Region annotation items
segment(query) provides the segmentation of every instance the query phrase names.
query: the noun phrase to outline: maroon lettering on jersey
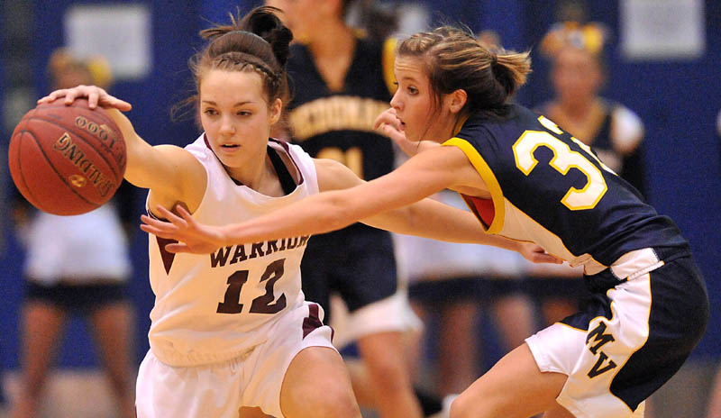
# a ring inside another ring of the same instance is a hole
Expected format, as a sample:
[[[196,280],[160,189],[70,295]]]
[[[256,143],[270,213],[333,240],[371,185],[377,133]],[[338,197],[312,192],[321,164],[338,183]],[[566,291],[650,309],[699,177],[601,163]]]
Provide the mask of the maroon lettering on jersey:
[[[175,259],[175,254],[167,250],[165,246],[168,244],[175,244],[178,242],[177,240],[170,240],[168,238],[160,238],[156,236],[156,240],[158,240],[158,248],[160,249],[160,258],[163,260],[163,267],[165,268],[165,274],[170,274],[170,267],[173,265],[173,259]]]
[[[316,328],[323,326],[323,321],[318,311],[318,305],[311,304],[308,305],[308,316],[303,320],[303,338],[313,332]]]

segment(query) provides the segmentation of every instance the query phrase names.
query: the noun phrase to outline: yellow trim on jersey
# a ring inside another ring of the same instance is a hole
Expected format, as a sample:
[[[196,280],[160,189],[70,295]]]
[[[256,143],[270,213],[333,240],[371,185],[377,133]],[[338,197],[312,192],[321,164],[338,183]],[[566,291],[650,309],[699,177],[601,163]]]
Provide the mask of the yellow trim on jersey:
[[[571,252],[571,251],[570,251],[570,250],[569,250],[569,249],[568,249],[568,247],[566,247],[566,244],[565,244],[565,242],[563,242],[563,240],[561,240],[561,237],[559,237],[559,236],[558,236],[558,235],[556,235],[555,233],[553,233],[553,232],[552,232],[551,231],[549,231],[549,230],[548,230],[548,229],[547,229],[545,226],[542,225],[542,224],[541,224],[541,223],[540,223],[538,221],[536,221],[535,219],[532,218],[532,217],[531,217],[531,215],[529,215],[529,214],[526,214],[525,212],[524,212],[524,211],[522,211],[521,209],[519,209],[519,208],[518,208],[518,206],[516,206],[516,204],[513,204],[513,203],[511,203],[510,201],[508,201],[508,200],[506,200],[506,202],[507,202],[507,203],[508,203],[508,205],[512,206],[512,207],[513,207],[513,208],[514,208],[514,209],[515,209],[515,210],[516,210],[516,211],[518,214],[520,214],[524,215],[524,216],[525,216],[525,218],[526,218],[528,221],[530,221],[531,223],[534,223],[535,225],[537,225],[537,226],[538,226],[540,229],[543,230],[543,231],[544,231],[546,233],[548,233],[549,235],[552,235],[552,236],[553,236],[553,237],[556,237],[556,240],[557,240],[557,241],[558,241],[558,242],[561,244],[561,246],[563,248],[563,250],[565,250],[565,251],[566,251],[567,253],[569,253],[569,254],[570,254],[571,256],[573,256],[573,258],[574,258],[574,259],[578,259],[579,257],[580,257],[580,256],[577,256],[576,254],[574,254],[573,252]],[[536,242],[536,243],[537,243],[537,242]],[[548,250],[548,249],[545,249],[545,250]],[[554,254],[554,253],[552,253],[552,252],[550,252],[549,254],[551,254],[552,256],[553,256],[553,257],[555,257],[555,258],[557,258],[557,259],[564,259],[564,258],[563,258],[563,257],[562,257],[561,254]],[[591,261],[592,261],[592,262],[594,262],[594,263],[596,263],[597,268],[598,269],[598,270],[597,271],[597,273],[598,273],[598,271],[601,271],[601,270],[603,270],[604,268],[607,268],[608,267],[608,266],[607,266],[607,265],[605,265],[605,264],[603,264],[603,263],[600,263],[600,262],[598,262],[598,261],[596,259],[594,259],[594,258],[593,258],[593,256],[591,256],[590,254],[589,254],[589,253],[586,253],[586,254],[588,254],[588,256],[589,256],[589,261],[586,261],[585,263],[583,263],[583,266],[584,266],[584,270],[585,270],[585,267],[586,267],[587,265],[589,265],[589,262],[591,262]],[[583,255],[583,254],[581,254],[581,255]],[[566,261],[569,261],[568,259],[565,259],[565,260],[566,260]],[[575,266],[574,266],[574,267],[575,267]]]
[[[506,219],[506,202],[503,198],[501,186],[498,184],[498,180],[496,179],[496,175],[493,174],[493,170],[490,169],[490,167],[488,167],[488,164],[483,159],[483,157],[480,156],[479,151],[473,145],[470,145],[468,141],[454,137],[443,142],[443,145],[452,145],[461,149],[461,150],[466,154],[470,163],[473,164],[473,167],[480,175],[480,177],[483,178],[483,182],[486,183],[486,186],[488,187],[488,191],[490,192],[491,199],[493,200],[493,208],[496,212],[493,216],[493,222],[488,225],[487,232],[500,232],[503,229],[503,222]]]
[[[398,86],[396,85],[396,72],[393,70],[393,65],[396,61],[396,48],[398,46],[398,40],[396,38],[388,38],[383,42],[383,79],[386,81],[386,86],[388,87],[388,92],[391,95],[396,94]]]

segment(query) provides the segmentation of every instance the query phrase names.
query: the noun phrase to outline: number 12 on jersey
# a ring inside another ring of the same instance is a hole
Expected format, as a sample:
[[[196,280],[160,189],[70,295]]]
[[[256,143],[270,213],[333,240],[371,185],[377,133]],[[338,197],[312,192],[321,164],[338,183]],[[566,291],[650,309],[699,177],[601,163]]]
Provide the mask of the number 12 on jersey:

* **WHAT IS NEEDED**:
Arrange every one of the lines above as a numbered list, skipping the blank lines and leaving the pictures out of your answer.

* **WRITTEN REPLY**:
1. segment(query) provides the segmentation of every instance the query phrase names.
2. query: the noun phrase to outline: maroon lettering on jersey
3. # a ring inside another ring of the same instance is a hole
4. Expected format, as a sample:
5. [[[196,280],[160,189],[70,295]]]
6. [[[256,143],[270,213],[333,240],[371,185],[377,133]],[[338,197],[312,192],[321,164],[338,183]],[[566,291],[650,309],[699,177],[601,163]]]
7. Provide the mask of the maroon lettering on jersey:
8. [[[175,259],[175,254],[167,250],[165,246],[168,244],[175,244],[178,242],[177,240],[170,240],[168,238],[160,238],[156,236],[156,240],[158,240],[158,248],[160,249],[160,258],[163,260],[163,267],[165,268],[165,274],[170,274],[170,267],[173,265],[173,259]]]
9. [[[316,328],[323,326],[323,321],[318,311],[318,305],[311,304],[308,305],[308,316],[303,320],[303,338],[313,332]]]
10. segment(query) provides the segmentation of every instance the query phrase names.
11. query: the noun phrase to outline: yellow trim on jersey
12. # a ring inside another ring of the same instance is a hole
13. Expected format, as a sample:
14. [[[196,280],[160,189],[70,295]]]
15. [[[256,143],[270,213],[333,240],[371,185],[377,133]],[[338,197],[312,192],[321,164],[338,183]],[[566,291],[650,309],[699,177],[601,163]]]
16. Provide the mask of the yellow trim on jersey:
17. [[[571,252],[571,251],[570,251],[570,250],[569,250],[569,249],[568,249],[568,247],[566,247],[566,244],[565,244],[565,242],[563,242],[563,240],[561,240],[561,237],[559,237],[559,236],[558,236],[558,235],[556,235],[555,233],[553,233],[553,232],[552,232],[551,231],[549,231],[549,230],[548,230],[548,229],[547,229],[545,226],[542,225],[542,224],[541,224],[541,223],[540,223],[538,221],[536,221],[535,219],[532,218],[532,217],[531,217],[531,215],[529,215],[529,214],[526,214],[525,212],[524,212],[524,211],[522,211],[521,209],[519,209],[519,208],[518,208],[518,206],[516,206],[516,204],[513,204],[513,203],[511,203],[510,201],[508,201],[508,200],[506,200],[506,202],[507,202],[507,203],[508,203],[508,205],[512,206],[512,207],[513,207],[513,208],[514,208],[514,209],[515,209],[515,210],[516,210],[516,211],[518,214],[520,214],[524,215],[524,216],[525,216],[525,218],[526,218],[528,221],[530,221],[531,223],[534,223],[535,225],[537,225],[537,226],[538,226],[540,229],[543,230],[543,231],[544,231],[546,233],[548,233],[549,235],[552,235],[552,236],[553,236],[553,237],[556,237],[556,240],[557,240],[557,241],[558,241],[558,242],[561,244],[561,246],[563,248],[563,250],[565,250],[565,251],[566,251],[567,253],[569,253],[569,254],[570,254],[571,256],[573,256],[573,258],[574,258],[574,259],[578,259],[579,257],[580,257],[580,256],[577,256],[576,254],[574,254],[573,252]],[[536,242],[536,243],[537,243],[537,242]],[[548,250],[548,249],[545,249],[545,250]],[[554,254],[554,253],[552,253],[552,252],[550,252],[549,254],[551,254],[552,256],[553,256],[553,257],[555,257],[555,258],[557,258],[557,259],[564,259],[564,258],[563,258],[563,257],[562,257],[561,254]],[[591,261],[592,261],[592,262],[594,262],[594,263],[596,263],[597,268],[598,269],[598,270],[597,271],[597,273],[598,273],[598,271],[601,271],[601,270],[603,270],[604,268],[607,268],[608,267],[608,266],[607,266],[607,265],[605,265],[605,264],[603,264],[603,263],[600,263],[600,262],[598,262],[598,261],[596,259],[594,259],[594,258],[593,258],[593,256],[591,256],[590,254],[589,254],[589,253],[586,253],[586,254],[588,254],[588,256],[589,256],[589,261],[586,261],[585,263],[583,263],[583,266],[584,266],[584,270],[585,270],[585,267],[586,267],[587,265],[589,265],[589,262],[591,262]],[[583,255],[583,254],[581,254],[581,255]],[[566,261],[569,261],[568,259],[565,259],[565,260],[566,260]],[[575,266],[574,266],[574,267],[575,267]]]
18. [[[506,219],[506,202],[503,198],[501,186],[498,184],[498,180],[496,179],[496,175],[493,174],[493,170],[490,169],[490,167],[488,167],[488,164],[483,159],[483,157],[480,156],[479,151],[473,145],[470,145],[468,141],[454,137],[443,142],[443,145],[452,145],[461,149],[461,150],[466,154],[470,163],[473,164],[473,167],[480,175],[480,177],[483,178],[483,182],[486,183],[486,186],[488,187],[488,191],[490,192],[491,199],[493,200],[493,208],[496,212],[493,216],[493,222],[488,225],[487,232],[500,232],[503,229],[503,222]]]
19. [[[398,86],[396,85],[396,72],[393,70],[393,65],[396,61],[396,48],[398,46],[398,40],[396,38],[388,38],[383,42],[383,79],[386,81],[386,86],[388,87],[388,92],[391,95],[396,94]]]
20. segment(query) provides the segmentation of every instance the query phrase names.
21. query: the noun phrase to outline: number 12 on jersey
22. # a ring inside another ring of the same instance is a hole
23. Expected format, as a sample:
24. [[[196,280],[160,189],[70,295]]]
25. [[[256,143],[270,213],[333,240],[371,185],[377,133]],[[338,197],[312,192],[321,164],[338,183]],[[566,291],[650,309],[699,177],[601,163]]]
26. Provide the mask of the number 12 on jersey:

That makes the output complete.